- [WRITTEN PROBLEM]:
Transcribe all the entries word for word, omitting any pictures they contain.

- [RECORD EXCERPTS]:
<<<<

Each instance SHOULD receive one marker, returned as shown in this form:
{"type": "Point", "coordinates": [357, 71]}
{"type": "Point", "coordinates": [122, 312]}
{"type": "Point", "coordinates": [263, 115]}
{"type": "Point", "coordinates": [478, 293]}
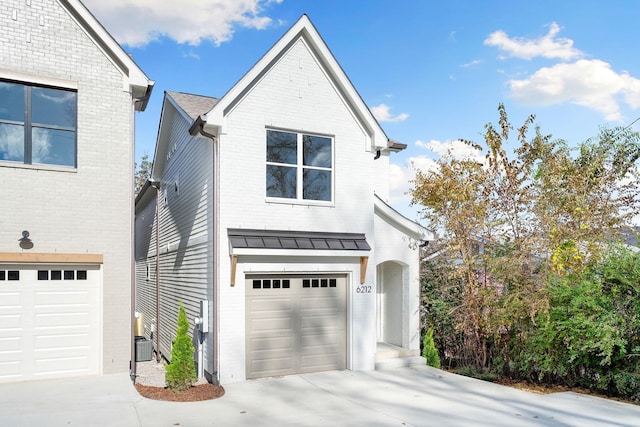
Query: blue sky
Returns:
{"type": "Point", "coordinates": [431, 71]}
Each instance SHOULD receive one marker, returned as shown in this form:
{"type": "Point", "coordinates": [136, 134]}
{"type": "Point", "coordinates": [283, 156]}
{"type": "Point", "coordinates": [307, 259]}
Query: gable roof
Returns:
{"type": "Point", "coordinates": [190, 107]}
{"type": "Point", "coordinates": [400, 222]}
{"type": "Point", "coordinates": [300, 240]}
{"type": "Point", "coordinates": [304, 30]}
{"type": "Point", "coordinates": [134, 79]}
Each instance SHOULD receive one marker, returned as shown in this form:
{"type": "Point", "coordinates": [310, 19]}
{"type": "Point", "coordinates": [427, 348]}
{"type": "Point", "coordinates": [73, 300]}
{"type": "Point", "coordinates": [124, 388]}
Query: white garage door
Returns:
{"type": "Point", "coordinates": [295, 324]}
{"type": "Point", "coordinates": [49, 321]}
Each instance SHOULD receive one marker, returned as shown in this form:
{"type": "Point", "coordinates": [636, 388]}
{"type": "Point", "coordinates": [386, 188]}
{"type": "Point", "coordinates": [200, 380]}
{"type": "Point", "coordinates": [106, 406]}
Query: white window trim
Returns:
{"type": "Point", "coordinates": [299, 200]}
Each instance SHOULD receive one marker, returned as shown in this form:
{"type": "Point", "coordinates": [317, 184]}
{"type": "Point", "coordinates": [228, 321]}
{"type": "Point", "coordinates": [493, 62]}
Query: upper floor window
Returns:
{"type": "Point", "coordinates": [37, 124]}
{"type": "Point", "coordinates": [299, 166]}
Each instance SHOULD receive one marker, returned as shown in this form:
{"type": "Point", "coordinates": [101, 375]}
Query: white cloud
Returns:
{"type": "Point", "coordinates": [139, 22]}
{"type": "Point", "coordinates": [402, 175]}
{"type": "Point", "coordinates": [382, 113]}
{"type": "Point", "coordinates": [547, 46]}
{"type": "Point", "coordinates": [472, 63]}
{"type": "Point", "coordinates": [589, 83]}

>>>>

- [TASK RESPONSE]:
Each instance SHOULD receive one marker, returned as shown in this form:
{"type": "Point", "coordinates": [357, 71]}
{"type": "Point", "coordinates": [122, 312]}
{"type": "Point", "coordinates": [263, 115]}
{"type": "Point", "coordinates": [478, 293]}
Query: blue sky
Returns:
{"type": "Point", "coordinates": [431, 71]}
Each instance SHOULD receive one marker, returned as shown in this form:
{"type": "Point", "coordinates": [136, 134]}
{"type": "Point", "coordinates": [283, 156]}
{"type": "Point", "coordinates": [307, 259]}
Query: gable roof
Returns:
{"type": "Point", "coordinates": [190, 107]}
{"type": "Point", "coordinates": [400, 222]}
{"type": "Point", "coordinates": [300, 240]}
{"type": "Point", "coordinates": [304, 30]}
{"type": "Point", "coordinates": [134, 79]}
Each instance SHOULD receive one marker, returned as shown in this form:
{"type": "Point", "coordinates": [310, 19]}
{"type": "Point", "coordinates": [427, 348]}
{"type": "Point", "coordinates": [73, 300]}
{"type": "Point", "coordinates": [124, 388]}
Query: white garage door
Returns:
{"type": "Point", "coordinates": [295, 324]}
{"type": "Point", "coordinates": [49, 321]}
Each instance SHOULD receive one marker, returned as shown in this form:
{"type": "Point", "coordinates": [636, 388]}
{"type": "Point", "coordinates": [386, 188]}
{"type": "Point", "coordinates": [200, 380]}
{"type": "Point", "coordinates": [106, 406]}
Query: white window trim
Returns:
{"type": "Point", "coordinates": [299, 200]}
Each instance SHOULD receive one marker, returned as shown in this form:
{"type": "Point", "coordinates": [317, 184]}
{"type": "Point", "coordinates": [228, 321]}
{"type": "Point", "coordinates": [493, 62]}
Query: upper floor window
Returns:
{"type": "Point", "coordinates": [37, 124]}
{"type": "Point", "coordinates": [299, 166]}
Each instance SHOULD receive one marker, returned as shown in this form:
{"type": "Point", "coordinates": [101, 375]}
Query: white cloud
Returns:
{"type": "Point", "coordinates": [139, 22]}
{"type": "Point", "coordinates": [402, 175]}
{"type": "Point", "coordinates": [382, 113]}
{"type": "Point", "coordinates": [547, 46]}
{"type": "Point", "coordinates": [472, 63]}
{"type": "Point", "coordinates": [589, 83]}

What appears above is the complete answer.